Task goal
Reproduce the passage of the Robert Covington contract article between "It was yet another" and "the defensive end.", inclusive.

When the clock strikes midnight, Robert Covington will be eligible to sign a contract extension and finally begin earning what he's worth.

The timing couldn't be better. Covington, who the Sixers certainly already valued highly, scored a career-high 31 points Tuesday night in Los Angeles, drilling a crucial three with 33 seconds left then making four free throws to close out the win over the Clippers.

It was yet another stat-stuffing performance for Covington — 31 points, 9 of 12 from the field, 5 of 8 from three, 8 of 8 from the line, six rebounds, four assists, four steals. And all of this from a guy who makes his biggest impact on the defensive end.

He just keeps getting better and better, growing into one of the best possible versions of a 3-and-D player.

Covington is going to make some serious coin. Just how much?

The idea has been floated around that the Sixers could use some of this season's cap space (approximately $15 million) to give Covington a significant immediate raise as part of his new contract. It would help the Sixers down the road to pay Covington a lot now because it could allow them to pay him slightly less when they're closer to the salary cap.

If the Sixers do give Covington that 2017-18 raise as part of his reworked contract, by rule, he cannot see more than a 40 percent decrease in next year's salary. So, as pointed out by the Sporting News, if the Sixers use all of their remaining cap space this season to give Covington his immediate raise, they would have to pay him a minimum of $10 million next season. Which they would anyway.

Here are some current contracts for forwards somewhat comparable to RoCo:

Khris Middleton: 5 years, $70 million

Kent Bazemore: 4 years, $70 million

Serge Ibaka: 3 years, $65 million

Danilo Gallinari: 3 years, $65 million

Tobias Harris: 4 years, $64 million

Covington is by far the best defender of this group. From a skill set perspective, he's most similar to Bazemore, an above-average defender who can rebound and hit threes. 

These contracts are provided simply for context. A lot of it depends on the team, the fit and the cap space. Covington is a better all-around player than Gallinari (and significantly more durable) but that doesn't mean he's going to exceed the $22 million average annual salary.

This season, Covington is making just under $1.6 million. If the Sixers raise that to, say, $15 million, then sign him to a contract worth four years and between $52-56 million, the end result would be approximately five years, $70 million. That seems about right for Covington. Maybe slightly low.

(Data extracted from a collection)
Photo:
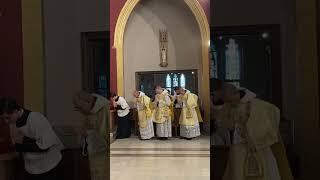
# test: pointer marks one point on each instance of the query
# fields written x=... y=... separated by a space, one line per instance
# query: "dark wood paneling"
x=276 y=63
x=318 y=37
x=11 y=58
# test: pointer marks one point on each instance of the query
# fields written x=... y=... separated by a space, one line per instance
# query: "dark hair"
x=216 y=84
x=8 y=105
x=156 y=86
x=111 y=95
x=176 y=88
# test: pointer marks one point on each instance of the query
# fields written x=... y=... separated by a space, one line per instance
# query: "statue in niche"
x=163 y=48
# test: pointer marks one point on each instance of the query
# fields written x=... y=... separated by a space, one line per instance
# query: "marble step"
x=144 y=152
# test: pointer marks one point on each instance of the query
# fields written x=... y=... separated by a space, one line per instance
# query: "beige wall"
x=141 y=41
x=248 y=12
x=308 y=123
x=63 y=22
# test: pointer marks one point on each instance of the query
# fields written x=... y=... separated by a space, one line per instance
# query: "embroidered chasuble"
x=188 y=110
x=162 y=111
x=144 y=110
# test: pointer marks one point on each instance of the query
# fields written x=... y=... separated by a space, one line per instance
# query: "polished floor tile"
x=173 y=159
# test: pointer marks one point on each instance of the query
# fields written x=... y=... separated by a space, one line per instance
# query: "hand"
x=114 y=104
x=16 y=135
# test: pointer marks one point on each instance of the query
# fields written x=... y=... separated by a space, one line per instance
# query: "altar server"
x=144 y=115
x=34 y=137
x=123 y=112
x=94 y=133
x=189 y=118
x=162 y=113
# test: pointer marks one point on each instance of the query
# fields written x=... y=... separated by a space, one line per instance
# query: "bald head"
x=135 y=93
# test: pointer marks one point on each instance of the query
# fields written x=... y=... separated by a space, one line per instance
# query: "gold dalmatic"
x=144 y=112
x=162 y=112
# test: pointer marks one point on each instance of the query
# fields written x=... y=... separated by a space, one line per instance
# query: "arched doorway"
x=204 y=28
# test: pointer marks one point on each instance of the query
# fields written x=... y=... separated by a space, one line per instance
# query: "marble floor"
x=173 y=159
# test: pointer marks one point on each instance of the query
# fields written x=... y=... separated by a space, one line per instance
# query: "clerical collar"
x=22 y=121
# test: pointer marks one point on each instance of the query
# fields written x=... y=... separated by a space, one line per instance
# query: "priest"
x=162 y=113
x=94 y=131
x=189 y=118
x=144 y=115
x=255 y=130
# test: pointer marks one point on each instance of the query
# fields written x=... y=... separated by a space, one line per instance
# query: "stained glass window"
x=183 y=81
x=175 y=80
x=232 y=60
x=168 y=81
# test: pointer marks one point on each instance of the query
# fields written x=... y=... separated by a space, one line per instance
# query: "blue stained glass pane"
x=232 y=60
x=183 y=81
x=175 y=80
x=168 y=81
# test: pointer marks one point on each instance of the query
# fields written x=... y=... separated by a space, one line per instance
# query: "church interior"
x=51 y=50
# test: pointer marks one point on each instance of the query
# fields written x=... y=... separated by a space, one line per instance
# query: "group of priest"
x=159 y=112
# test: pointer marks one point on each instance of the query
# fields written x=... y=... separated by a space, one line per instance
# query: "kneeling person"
x=144 y=115
x=34 y=137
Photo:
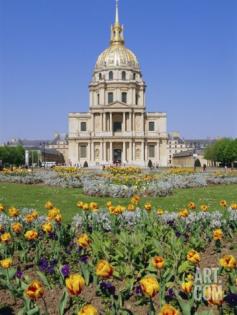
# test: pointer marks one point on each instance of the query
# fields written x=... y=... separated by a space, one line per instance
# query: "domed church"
x=117 y=128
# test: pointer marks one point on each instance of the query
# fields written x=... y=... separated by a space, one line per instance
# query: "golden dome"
x=117 y=55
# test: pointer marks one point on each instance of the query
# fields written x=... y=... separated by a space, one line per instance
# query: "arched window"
x=111 y=75
x=137 y=98
x=110 y=97
x=124 y=75
x=98 y=99
x=124 y=97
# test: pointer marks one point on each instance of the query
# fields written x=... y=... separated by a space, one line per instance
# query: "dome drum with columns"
x=117 y=127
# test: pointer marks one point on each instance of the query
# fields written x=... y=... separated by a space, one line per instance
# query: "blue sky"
x=187 y=50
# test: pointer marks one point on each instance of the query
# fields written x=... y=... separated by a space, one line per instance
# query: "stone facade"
x=117 y=126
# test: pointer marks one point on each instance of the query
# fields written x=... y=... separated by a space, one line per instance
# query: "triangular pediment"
x=117 y=105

Expected output
It was yet another stat-stuffing performance for Covington — 31 points, 9 of 12 from the field, 5 of 8 from three, 8 of 8 from the line, six rebounds, four assists, four steals. And all of this from a guy who makes his biggest impact on the defensive end.